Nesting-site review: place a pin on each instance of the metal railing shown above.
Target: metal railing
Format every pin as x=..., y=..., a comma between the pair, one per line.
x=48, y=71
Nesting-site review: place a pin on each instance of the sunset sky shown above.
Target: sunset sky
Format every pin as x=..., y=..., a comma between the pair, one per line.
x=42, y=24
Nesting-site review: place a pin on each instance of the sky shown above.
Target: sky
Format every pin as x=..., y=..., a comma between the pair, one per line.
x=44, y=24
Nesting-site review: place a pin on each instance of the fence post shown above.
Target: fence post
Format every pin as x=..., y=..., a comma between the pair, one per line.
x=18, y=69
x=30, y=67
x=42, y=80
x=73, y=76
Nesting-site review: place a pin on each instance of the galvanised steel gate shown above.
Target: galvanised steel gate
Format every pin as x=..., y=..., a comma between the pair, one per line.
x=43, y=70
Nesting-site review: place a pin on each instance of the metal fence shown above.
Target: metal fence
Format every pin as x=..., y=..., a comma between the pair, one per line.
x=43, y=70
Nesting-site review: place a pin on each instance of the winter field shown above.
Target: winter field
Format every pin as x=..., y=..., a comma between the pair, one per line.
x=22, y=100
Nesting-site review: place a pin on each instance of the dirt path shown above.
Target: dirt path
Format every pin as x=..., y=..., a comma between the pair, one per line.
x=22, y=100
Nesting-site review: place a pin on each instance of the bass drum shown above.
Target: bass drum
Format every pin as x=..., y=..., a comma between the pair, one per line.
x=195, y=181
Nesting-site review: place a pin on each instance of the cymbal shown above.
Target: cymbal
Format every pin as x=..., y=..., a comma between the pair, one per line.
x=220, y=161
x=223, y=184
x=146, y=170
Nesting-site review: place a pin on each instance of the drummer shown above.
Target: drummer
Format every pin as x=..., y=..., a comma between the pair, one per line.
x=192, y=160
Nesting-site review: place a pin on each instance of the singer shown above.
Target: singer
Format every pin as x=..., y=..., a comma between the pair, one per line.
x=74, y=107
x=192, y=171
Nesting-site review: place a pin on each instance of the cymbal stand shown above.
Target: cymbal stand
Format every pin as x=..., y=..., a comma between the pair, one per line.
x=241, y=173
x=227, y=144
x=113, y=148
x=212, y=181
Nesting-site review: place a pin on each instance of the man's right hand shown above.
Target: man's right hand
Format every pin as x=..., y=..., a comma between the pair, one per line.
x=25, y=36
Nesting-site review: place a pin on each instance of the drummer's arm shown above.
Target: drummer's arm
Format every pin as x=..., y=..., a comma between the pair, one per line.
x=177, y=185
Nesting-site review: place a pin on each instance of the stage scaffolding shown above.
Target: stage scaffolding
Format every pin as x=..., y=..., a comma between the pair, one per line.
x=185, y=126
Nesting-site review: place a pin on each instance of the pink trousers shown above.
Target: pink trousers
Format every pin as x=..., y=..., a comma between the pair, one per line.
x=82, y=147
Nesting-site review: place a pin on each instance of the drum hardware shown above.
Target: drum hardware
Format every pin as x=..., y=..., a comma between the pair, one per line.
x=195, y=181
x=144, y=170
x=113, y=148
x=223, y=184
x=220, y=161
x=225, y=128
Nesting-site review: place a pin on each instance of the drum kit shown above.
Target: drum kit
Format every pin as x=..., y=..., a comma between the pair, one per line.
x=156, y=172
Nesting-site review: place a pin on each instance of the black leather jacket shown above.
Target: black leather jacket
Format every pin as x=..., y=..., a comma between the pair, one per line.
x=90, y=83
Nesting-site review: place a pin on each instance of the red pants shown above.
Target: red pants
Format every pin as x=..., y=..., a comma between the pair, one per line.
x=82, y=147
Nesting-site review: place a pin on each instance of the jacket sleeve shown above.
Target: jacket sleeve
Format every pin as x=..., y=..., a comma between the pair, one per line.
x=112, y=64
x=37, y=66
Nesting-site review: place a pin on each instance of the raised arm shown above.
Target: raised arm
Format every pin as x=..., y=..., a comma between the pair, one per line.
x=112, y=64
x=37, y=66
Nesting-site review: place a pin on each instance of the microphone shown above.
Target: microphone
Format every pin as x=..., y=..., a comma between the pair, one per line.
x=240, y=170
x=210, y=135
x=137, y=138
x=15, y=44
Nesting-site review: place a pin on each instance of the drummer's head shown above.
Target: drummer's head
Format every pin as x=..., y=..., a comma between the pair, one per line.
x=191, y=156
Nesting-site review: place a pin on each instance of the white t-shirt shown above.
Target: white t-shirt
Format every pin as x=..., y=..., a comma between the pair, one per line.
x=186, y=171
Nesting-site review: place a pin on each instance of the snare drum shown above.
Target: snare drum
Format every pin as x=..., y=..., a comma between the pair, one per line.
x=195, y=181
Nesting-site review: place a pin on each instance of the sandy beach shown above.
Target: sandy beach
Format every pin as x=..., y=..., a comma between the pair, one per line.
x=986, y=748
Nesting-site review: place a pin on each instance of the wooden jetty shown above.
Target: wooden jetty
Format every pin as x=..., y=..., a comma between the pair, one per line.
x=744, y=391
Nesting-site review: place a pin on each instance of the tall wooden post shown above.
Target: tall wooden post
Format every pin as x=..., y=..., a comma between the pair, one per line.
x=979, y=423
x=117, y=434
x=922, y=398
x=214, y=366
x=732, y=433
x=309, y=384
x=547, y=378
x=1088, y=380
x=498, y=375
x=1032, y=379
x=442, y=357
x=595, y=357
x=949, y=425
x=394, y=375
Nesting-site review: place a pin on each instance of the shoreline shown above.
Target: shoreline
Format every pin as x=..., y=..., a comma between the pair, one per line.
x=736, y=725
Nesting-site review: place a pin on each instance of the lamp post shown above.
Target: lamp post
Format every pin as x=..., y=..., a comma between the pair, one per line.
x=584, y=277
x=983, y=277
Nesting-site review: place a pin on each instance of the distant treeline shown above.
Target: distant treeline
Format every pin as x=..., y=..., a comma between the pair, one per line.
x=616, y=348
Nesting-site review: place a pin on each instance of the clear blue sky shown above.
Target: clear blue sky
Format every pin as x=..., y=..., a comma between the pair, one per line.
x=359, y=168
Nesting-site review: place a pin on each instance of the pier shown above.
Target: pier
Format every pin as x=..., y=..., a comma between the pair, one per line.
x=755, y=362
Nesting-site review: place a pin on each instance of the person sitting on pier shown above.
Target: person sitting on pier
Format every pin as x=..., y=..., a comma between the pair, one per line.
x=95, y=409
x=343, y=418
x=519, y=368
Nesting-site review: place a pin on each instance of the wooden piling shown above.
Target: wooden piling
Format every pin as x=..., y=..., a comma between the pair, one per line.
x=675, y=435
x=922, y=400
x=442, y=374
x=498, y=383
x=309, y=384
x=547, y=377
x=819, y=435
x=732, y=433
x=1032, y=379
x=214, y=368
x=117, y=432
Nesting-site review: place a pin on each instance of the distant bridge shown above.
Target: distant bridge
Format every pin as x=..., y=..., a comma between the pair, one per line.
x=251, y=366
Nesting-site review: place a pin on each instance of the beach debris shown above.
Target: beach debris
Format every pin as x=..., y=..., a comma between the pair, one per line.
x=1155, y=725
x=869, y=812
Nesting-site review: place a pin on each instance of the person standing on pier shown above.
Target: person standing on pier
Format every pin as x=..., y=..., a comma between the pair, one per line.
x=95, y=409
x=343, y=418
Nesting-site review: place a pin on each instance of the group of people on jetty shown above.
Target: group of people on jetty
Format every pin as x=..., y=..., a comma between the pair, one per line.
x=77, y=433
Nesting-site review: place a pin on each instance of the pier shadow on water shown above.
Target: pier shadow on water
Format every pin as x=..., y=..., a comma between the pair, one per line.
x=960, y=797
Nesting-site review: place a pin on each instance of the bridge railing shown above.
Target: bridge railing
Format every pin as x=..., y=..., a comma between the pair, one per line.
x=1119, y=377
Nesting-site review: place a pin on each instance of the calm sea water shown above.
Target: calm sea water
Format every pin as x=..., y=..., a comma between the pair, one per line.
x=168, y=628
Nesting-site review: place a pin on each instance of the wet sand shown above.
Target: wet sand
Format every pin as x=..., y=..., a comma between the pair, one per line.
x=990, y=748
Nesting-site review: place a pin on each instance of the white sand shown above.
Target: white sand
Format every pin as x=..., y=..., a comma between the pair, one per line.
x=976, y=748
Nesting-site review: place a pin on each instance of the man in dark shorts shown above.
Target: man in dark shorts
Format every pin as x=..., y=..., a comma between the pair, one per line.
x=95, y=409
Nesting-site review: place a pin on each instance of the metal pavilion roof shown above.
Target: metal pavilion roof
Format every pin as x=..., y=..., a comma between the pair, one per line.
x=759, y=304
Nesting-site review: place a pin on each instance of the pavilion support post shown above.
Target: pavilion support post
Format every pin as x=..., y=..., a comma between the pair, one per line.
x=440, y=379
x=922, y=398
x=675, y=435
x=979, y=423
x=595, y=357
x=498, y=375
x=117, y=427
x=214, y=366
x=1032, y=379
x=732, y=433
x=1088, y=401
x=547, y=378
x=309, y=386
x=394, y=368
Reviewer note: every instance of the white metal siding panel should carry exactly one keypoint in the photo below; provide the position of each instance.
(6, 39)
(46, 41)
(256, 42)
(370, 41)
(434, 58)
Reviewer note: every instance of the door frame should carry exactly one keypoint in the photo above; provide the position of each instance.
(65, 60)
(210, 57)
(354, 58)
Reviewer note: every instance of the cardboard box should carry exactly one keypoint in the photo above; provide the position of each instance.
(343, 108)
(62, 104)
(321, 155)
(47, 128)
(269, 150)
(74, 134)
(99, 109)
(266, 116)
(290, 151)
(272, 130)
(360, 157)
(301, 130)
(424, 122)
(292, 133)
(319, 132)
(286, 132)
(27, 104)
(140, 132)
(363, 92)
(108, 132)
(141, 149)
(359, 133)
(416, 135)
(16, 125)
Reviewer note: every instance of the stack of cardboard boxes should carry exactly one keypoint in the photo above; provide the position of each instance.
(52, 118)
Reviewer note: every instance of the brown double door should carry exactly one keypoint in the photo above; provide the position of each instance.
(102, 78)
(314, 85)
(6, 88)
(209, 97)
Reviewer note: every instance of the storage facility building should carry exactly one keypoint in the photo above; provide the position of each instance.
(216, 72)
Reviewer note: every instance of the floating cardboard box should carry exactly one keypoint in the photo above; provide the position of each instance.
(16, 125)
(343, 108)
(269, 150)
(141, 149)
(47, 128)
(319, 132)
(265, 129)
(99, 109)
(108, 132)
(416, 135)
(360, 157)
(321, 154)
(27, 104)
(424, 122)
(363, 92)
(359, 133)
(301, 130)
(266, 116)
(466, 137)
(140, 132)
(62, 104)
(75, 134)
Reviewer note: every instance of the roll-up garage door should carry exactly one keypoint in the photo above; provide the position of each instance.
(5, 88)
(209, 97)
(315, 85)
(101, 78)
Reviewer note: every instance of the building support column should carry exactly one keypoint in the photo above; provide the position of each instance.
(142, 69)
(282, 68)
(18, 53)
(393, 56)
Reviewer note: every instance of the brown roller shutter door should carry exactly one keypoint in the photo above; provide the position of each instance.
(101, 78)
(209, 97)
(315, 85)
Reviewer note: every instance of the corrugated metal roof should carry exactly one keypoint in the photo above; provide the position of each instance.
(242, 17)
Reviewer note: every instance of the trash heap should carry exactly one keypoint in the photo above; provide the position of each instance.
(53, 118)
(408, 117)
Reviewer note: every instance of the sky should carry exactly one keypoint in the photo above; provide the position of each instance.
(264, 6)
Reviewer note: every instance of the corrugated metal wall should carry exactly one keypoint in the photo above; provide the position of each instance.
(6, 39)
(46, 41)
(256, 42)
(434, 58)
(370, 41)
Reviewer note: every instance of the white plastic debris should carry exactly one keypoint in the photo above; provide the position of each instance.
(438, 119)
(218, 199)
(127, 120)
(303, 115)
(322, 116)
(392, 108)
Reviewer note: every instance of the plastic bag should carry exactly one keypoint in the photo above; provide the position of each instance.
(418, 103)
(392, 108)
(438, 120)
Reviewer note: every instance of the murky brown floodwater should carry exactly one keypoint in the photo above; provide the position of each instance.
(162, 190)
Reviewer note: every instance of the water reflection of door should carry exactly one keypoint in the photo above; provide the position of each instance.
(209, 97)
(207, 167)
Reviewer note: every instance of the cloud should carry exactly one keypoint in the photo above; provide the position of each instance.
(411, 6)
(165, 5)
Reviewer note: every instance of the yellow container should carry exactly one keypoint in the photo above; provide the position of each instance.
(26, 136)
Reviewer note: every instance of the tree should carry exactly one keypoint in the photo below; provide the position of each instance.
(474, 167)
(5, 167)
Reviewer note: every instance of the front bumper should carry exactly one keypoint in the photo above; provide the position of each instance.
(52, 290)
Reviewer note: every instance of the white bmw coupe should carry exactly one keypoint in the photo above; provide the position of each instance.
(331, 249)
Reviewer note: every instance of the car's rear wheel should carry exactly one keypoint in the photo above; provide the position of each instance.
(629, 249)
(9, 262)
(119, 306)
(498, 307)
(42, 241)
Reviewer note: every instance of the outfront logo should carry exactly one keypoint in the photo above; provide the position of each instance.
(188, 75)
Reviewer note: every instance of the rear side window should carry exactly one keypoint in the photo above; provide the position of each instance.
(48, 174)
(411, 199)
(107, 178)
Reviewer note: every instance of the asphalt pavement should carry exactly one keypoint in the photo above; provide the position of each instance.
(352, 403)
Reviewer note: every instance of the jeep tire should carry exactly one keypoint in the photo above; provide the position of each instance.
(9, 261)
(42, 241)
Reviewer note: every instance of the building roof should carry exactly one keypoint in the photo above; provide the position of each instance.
※
**Task goal**
Show each line in the listing above that has "sunset".

**Reply to the exercise**
Nesting-site review: place a pin on each instance of the sunset sky shown above.
Target: sunset sky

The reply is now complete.